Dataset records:
++++++++

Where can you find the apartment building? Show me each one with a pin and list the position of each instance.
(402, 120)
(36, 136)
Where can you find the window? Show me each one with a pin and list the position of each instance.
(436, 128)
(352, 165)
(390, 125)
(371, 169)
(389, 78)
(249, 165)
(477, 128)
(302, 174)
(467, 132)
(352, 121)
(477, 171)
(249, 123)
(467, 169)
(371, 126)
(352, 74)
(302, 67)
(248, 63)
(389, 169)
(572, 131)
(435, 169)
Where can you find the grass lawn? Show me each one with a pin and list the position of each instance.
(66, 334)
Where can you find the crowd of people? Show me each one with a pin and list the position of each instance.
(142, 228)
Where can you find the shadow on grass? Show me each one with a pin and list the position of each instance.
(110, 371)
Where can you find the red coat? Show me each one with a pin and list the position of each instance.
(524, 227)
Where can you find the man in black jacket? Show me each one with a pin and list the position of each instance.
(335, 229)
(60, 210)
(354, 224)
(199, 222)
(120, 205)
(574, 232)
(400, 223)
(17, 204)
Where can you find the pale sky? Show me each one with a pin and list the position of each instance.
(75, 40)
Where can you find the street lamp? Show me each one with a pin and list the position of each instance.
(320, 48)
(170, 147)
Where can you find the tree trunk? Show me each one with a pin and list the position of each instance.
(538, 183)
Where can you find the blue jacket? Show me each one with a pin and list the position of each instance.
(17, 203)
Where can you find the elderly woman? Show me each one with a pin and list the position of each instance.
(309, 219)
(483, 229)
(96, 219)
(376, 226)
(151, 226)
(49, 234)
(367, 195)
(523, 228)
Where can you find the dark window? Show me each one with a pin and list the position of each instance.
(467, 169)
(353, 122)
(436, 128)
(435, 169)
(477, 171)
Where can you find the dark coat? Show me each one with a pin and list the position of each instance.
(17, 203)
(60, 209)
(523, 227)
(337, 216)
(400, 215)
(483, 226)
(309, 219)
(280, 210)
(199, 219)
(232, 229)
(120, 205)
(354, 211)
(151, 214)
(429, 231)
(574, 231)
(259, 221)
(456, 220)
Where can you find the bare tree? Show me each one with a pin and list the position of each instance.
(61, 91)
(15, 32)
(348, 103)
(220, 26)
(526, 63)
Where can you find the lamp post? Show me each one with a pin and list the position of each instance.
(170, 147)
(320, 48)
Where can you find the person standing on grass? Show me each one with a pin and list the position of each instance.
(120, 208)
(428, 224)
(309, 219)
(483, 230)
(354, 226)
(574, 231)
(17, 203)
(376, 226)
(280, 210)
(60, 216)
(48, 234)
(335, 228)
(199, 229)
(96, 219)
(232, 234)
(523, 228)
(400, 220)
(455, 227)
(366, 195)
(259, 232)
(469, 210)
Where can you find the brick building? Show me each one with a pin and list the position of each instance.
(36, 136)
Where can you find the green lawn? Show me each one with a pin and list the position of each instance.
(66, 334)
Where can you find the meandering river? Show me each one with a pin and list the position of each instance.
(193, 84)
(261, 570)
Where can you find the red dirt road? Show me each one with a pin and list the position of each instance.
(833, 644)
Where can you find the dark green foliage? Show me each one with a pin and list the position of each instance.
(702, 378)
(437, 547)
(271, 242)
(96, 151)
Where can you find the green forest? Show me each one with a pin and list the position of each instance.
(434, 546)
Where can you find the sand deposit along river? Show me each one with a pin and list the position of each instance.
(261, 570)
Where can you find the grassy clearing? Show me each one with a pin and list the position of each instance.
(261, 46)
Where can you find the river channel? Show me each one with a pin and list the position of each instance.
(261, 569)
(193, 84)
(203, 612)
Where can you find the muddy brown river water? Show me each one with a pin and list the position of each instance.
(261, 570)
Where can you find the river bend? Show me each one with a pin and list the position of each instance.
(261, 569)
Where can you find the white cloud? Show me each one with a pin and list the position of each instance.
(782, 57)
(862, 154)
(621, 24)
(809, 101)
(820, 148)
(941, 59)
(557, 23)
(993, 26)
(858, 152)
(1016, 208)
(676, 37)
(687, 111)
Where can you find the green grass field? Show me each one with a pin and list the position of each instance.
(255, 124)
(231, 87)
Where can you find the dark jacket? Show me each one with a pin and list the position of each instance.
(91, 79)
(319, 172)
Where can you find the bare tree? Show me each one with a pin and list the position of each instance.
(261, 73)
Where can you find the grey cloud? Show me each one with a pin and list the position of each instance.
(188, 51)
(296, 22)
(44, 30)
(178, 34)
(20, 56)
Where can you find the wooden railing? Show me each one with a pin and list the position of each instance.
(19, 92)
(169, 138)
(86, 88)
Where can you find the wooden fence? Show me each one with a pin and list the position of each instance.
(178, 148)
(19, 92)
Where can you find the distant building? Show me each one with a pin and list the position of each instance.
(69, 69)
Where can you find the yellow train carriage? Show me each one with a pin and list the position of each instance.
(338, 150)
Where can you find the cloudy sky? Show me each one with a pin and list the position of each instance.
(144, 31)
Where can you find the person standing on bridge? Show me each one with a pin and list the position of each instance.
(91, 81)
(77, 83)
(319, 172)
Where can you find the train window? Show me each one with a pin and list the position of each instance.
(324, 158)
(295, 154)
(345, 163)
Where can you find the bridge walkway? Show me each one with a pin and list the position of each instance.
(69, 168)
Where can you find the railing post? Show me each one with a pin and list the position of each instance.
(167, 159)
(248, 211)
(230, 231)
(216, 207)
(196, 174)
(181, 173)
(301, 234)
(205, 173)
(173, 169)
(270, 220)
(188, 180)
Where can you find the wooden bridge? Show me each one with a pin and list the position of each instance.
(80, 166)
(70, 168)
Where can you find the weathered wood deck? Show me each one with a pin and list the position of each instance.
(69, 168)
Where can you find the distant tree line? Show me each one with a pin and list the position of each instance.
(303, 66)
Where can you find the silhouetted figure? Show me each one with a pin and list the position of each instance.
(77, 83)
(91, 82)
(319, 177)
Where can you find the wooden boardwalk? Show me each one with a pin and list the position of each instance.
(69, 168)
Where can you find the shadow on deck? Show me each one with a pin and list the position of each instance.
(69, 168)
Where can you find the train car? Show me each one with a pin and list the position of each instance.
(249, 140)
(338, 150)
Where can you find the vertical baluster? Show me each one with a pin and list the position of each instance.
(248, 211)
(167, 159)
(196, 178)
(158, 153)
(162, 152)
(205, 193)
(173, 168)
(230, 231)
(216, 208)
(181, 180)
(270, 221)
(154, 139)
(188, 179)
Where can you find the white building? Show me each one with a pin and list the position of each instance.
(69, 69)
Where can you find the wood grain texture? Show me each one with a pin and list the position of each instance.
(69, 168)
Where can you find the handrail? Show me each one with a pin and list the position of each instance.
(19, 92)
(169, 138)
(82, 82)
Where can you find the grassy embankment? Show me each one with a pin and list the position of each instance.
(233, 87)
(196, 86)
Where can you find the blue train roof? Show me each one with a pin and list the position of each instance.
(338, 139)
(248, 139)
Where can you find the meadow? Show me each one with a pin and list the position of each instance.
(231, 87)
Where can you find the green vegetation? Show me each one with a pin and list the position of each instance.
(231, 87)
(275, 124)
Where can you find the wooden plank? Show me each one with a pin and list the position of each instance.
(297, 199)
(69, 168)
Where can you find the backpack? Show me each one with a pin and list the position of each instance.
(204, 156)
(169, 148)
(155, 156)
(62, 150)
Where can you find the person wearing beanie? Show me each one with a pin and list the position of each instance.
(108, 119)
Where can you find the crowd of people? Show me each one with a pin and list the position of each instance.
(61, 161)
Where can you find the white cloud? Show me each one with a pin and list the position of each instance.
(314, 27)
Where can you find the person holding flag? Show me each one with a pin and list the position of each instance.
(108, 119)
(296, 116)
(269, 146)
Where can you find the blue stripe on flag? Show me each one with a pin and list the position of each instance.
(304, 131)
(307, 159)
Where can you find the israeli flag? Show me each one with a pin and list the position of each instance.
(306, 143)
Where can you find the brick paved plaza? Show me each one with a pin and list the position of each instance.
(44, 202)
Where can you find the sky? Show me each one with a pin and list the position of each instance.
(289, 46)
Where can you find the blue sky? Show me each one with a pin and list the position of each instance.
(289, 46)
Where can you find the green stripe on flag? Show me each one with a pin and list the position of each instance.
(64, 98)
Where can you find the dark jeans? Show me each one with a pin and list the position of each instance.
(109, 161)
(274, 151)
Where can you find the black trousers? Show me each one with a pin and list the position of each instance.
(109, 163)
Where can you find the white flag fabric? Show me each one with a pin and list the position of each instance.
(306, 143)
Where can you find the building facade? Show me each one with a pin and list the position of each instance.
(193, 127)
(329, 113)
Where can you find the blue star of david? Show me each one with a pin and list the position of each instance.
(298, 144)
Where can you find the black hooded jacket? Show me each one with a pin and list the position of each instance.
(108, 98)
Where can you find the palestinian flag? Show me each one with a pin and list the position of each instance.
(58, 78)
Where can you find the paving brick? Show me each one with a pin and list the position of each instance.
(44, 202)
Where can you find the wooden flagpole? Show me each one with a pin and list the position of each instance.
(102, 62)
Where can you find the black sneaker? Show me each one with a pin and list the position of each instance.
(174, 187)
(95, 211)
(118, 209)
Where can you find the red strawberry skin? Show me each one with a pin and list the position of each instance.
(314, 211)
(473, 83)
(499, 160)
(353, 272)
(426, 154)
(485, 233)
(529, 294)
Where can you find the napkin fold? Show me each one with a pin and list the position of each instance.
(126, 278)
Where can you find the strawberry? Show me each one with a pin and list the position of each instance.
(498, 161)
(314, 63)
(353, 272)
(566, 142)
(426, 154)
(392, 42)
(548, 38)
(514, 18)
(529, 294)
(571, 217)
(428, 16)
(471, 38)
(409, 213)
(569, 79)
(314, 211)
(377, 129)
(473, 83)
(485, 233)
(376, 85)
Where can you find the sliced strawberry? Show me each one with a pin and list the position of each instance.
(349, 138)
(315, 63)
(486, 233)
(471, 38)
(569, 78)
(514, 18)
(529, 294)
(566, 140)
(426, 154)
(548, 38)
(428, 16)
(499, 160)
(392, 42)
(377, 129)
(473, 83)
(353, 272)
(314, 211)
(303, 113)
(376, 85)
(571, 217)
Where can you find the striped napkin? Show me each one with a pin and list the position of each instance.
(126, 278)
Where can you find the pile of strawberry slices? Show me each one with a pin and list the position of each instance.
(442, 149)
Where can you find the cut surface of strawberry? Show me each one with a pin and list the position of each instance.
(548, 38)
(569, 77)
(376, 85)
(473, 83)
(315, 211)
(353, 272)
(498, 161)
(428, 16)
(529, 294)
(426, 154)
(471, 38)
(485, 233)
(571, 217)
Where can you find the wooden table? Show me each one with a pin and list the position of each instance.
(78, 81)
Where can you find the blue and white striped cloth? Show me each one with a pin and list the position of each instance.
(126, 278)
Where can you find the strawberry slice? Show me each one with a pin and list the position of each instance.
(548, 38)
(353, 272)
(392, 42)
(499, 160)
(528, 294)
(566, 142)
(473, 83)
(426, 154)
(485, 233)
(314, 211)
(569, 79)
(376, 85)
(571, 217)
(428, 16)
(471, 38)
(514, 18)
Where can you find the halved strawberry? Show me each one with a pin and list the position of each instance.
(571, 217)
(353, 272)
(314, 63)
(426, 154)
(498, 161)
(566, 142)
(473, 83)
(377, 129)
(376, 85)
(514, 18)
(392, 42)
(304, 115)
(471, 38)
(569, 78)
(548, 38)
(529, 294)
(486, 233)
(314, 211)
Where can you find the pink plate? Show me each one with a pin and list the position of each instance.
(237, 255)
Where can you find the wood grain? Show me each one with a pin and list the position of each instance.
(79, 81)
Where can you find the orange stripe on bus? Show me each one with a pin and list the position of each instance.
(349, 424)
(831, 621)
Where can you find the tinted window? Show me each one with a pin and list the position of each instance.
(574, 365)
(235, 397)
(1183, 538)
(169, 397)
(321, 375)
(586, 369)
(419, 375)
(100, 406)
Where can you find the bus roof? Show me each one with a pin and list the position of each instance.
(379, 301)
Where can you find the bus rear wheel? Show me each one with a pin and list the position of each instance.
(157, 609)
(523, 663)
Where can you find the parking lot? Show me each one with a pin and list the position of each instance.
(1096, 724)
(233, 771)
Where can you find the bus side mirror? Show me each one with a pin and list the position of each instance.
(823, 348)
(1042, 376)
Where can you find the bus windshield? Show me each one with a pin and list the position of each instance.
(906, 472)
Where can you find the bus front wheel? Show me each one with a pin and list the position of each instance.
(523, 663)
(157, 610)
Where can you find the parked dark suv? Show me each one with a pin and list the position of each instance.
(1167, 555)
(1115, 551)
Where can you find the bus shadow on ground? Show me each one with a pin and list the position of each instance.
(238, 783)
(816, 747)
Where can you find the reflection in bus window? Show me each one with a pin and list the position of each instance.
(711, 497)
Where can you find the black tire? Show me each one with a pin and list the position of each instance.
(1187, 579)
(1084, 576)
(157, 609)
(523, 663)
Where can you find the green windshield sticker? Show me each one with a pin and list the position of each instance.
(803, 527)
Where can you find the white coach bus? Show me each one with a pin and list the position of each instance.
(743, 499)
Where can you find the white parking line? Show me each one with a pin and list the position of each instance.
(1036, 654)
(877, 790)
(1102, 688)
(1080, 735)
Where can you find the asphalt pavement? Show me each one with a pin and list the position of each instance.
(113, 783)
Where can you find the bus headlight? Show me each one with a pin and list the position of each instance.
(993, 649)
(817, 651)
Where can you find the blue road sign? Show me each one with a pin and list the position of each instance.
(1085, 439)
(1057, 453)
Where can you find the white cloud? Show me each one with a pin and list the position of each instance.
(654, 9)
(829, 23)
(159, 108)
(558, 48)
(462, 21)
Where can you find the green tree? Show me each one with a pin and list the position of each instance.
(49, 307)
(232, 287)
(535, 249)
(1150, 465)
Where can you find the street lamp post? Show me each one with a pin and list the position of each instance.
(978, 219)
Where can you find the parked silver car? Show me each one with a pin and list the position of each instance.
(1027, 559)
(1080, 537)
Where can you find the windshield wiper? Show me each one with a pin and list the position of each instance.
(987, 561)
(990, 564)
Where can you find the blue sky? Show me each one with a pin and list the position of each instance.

++++++++

WHAT THE TASK REQUIRES: Please copy the lines starting with the one containing "Where can you find the parked silver" and going through the end of the records, replacing "pin" with "marker" and changing nothing else.

EXERCISE RESULT:
Where can you find the parked silver car? Show me each one with a marker and list the position of each instance.
(1027, 559)
(1080, 537)
Where can you find the windshield wiper? Show me each one with a marker and list the position of each instance.
(987, 561)
(990, 564)
Where can you find the blue sky? Show me each one with a marker and list the position of each instance.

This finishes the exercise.